Image point grounding data:
● ● ●

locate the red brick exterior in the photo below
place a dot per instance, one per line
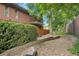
(22, 17)
(74, 27)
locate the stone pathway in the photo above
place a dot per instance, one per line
(58, 47)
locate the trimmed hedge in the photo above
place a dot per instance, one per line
(15, 34)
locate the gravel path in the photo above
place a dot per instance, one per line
(58, 47)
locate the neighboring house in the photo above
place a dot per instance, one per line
(74, 27)
(13, 12)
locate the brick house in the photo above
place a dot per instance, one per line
(13, 12)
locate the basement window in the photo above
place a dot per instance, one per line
(6, 11)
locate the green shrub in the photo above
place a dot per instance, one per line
(15, 34)
(75, 48)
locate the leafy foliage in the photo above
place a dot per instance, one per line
(75, 49)
(15, 34)
(58, 14)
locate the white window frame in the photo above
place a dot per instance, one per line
(6, 10)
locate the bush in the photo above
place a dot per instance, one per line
(15, 34)
(75, 49)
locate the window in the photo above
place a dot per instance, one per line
(6, 11)
(17, 14)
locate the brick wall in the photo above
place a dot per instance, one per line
(74, 27)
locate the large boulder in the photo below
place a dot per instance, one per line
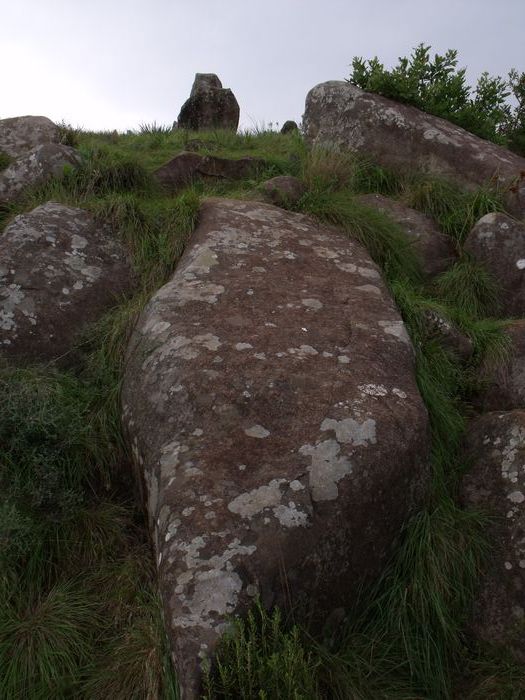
(59, 270)
(436, 250)
(496, 484)
(21, 134)
(504, 384)
(400, 136)
(36, 167)
(189, 167)
(209, 106)
(270, 400)
(498, 242)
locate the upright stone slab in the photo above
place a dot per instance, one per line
(276, 425)
(59, 270)
(400, 136)
(209, 106)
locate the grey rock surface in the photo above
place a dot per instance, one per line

● ● ●

● **Problem to solve**:
The word "below" appears in how many lines of the records? Give the number only.

● **Result**:
2